━━━ 문서 ━━━

DataStore 클래스 참고 - ClickHouse Documentation

이 참고 문서에서는 DataStore API의 핵심 클래스를 다룹니다.

DataStore

데이터를 다루기 위한 대표적인 DataFrame 유사 클래스입니다.

from chdb.datastore import DataStore

생성자

DataStore(data=None, columns=None, index=None, dtype=None, copy=None)

매개변수:

매개변수	유형	설명
`data`	dict/list/DataFrame/DataStore	입력 데이터
`columns`	list	컬럼 이름
`index`	Index	행 인덱스
`dtype`	dict	컬럼 데이터 타입
`copy`	bool	데이터 복사 여부

예시:

# 딕셔너리에서 생성
ds = DataStore({'a': [1, 2, 3], 'b': ['x', 'y', 'z']})

# pandas DataFrame에서 생성
import pandas as pd
ds = DataStore(pd.DataFrame({'a': [1, 2, 3]}))

# 빈 DataStore
ds = DataStore()

속성

Property	Type	Description
`columns`	Index	컬럼 이름
`dtypes`	Series	컬럼 데이터 타입
`shape`	tuple	(행, 컬럼)
`size`	int	전체 요소 수
`ndim`	int	차원 수(2)
`empty`	bool	DataFrame이 비어 있는지 여부
`values`	ndarray	기본 데이터를 NumPy 배열로 나타냄
`index`	Index	행 인덱스
`T`	DataStore	전치
`axes`	list	축 목록

팩터리 메서드

메서드	설명
`uri(uri)`	URI로부터 생성하는 범용 팩터리
`from_file(path, ...)`	파일에서 생성
`from_df(df)`	pandas DataFrame에서 생성
`from_s3(url, ...)`	S3에서 생성
`from_gcs(url, ...)`	Google Cloud Storage에서 생성
`from_azure(url, ...)`	Azure Blob에서 생성
`from_mysql(...)`	MySQL에서 생성
`from_postgresql(...)`	PostgreSQL에서 생성
`from_clickhouse(...)`	ClickHouse에서 생성
`from_mongodb(...)`	MongoDB에서 생성
`from_sqlite(...)`	SQLite에서 생성
`from_iceberg(path)`	Iceberg 테이블에서 생성
`from_delta(path)`	Delta Lake에서 생성
`from_numbers(n)`	순차적인 숫자로 생성
`from_random(rows, cols)`	무작위 데이터로 생성
`run_sql(query)`	SQL 쿼리에서 생성

자세한 내용은 팩터리 메서드를 참조하십시오.

━━━ 기록 모음 ━━━

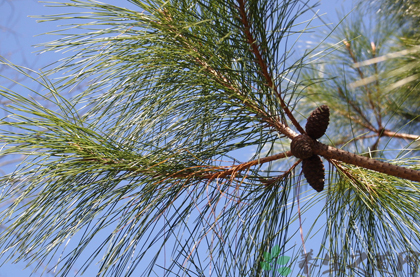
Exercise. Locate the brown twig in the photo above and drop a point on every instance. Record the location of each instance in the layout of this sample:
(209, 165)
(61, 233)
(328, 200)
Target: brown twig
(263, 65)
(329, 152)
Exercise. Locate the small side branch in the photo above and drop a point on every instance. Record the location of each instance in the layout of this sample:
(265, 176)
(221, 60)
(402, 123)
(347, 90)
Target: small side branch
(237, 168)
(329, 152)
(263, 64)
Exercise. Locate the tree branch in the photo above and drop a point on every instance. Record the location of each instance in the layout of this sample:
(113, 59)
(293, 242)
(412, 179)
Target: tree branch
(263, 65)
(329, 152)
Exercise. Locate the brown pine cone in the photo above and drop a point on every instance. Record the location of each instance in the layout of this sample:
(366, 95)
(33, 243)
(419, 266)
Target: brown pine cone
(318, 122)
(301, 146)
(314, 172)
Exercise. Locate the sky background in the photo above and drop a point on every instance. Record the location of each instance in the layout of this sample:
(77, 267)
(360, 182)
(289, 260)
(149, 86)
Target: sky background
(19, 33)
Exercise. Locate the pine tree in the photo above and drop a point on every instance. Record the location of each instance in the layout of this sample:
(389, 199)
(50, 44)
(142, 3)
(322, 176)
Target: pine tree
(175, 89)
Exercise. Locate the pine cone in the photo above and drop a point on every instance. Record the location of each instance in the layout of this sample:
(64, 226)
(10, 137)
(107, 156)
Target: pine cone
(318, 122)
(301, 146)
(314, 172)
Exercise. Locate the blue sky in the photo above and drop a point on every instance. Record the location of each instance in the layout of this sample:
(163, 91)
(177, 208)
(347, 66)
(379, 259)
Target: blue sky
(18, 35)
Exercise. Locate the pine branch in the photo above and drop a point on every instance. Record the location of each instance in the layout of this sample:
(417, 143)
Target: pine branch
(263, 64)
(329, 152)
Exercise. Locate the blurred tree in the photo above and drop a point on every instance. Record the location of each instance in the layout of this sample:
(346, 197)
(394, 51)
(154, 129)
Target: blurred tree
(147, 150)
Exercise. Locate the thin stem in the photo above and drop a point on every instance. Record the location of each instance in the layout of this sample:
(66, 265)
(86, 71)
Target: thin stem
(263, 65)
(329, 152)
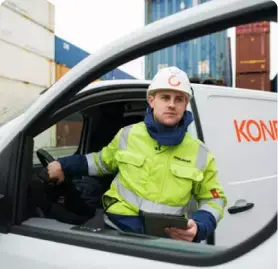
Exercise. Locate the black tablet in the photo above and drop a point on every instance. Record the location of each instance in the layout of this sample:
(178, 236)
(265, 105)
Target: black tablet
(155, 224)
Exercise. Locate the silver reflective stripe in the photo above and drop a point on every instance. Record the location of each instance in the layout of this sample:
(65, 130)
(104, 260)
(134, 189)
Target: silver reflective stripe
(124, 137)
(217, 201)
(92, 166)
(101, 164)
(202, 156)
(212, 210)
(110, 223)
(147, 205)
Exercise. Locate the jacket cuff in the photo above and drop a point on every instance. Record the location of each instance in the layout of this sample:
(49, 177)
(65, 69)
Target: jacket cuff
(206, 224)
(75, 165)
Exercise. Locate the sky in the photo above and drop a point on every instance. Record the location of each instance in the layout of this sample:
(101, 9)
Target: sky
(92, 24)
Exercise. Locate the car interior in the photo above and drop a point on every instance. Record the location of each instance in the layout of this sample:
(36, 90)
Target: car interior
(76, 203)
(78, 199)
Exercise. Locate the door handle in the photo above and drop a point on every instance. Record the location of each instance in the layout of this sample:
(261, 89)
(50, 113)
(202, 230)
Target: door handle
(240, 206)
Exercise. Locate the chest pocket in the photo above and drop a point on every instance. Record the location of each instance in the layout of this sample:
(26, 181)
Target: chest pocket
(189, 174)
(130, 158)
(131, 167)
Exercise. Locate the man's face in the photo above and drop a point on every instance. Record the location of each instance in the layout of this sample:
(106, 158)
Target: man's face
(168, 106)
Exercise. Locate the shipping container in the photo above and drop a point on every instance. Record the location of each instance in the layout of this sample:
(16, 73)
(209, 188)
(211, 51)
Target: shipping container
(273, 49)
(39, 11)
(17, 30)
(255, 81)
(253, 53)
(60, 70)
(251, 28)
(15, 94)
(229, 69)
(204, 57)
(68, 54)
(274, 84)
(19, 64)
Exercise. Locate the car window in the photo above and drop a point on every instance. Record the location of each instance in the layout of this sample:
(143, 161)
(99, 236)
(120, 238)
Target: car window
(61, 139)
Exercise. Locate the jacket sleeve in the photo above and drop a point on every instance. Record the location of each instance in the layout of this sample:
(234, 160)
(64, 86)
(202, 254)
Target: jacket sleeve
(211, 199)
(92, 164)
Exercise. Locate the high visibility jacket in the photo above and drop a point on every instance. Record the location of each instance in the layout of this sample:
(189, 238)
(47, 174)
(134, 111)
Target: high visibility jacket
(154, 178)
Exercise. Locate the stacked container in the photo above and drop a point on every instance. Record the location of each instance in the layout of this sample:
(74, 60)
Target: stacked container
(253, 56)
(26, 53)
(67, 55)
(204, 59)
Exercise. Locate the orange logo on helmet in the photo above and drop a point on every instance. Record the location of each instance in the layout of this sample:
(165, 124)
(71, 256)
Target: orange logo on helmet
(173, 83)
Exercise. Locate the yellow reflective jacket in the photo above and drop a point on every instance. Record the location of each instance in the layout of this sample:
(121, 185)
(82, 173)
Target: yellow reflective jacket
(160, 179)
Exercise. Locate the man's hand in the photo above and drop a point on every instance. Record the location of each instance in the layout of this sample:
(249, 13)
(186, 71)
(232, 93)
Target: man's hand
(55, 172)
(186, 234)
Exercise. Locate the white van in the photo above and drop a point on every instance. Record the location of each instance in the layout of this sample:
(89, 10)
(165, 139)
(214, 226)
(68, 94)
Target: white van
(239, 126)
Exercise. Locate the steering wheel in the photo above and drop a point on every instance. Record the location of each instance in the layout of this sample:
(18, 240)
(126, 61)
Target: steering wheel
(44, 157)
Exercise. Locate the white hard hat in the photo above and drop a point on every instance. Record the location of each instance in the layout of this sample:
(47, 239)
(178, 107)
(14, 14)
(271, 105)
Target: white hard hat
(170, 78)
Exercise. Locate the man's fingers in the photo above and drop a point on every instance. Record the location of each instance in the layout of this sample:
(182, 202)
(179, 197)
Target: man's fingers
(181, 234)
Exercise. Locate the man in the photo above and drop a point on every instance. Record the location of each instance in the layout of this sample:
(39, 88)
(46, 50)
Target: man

━━━

[짧은 연습] DataStore 문서의 "이 참고 문서에서는 DataStore"부터 "index=None, dtype=None, copy=None)"까지를 "대표적인" 자리에 "기본적인" 표현을 넣어 다시 써 주세요.

[과제 답변]
이 참고 문서에서는 DataStore API의 핵심 클래스를 다룹니다.

DataStore

데이터를 다루기 위한 기본적인 DataFrame 유사 클래스입니다.

from chdb.datastore import DataStore

생성자

DataStore(data=None, columns=None, index=None, dtype=None, copy=None)